## Data supplied
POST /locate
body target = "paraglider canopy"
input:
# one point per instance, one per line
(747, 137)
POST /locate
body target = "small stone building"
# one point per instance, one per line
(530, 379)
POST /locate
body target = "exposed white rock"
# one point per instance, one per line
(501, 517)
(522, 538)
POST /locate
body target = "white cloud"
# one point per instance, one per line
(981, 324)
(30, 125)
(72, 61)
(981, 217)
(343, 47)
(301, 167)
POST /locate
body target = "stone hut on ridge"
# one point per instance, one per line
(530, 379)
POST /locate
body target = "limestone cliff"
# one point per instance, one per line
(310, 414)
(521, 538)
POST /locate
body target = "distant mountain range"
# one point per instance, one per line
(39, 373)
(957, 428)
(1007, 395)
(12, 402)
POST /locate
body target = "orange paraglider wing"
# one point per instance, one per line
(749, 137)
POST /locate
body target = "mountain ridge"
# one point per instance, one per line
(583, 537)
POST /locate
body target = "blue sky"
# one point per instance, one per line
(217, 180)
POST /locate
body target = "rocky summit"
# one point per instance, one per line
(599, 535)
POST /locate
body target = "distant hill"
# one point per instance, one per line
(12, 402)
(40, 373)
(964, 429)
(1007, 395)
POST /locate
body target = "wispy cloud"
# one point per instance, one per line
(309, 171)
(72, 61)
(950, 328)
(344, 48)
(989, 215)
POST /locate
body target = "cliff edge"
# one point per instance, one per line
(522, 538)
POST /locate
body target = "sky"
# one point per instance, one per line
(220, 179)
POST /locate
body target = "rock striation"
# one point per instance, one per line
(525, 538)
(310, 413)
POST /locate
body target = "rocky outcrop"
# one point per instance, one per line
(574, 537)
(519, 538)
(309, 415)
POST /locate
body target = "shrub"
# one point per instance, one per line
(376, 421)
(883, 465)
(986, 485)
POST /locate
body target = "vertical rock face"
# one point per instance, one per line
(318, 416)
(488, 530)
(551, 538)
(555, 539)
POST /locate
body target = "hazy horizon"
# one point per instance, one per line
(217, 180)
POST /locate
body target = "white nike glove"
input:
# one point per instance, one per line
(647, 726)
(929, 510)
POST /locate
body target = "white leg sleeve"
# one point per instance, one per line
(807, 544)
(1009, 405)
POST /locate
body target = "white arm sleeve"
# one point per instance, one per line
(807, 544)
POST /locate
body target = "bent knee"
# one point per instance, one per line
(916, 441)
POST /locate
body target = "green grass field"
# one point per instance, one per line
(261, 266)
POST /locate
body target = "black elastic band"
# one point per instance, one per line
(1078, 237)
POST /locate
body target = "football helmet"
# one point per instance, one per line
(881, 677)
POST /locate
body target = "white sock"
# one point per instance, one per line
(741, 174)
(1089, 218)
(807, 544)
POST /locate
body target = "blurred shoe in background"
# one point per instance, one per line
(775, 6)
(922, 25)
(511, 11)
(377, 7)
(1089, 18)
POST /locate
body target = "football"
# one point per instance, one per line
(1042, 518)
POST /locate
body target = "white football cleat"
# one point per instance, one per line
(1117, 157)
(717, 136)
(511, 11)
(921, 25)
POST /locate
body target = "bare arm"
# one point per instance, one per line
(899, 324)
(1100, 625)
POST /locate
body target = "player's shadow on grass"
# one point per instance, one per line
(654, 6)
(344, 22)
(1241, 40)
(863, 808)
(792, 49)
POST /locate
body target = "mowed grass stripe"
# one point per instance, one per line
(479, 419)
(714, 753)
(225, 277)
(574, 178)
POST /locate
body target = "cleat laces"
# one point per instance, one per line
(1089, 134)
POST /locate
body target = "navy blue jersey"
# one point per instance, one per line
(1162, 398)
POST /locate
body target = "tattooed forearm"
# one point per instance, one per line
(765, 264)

## What to work on
Every line above with the word "mountain" is to be copied out.

## Result of the exercise
body target = "distant mountain range"
body target = "mountain ridge"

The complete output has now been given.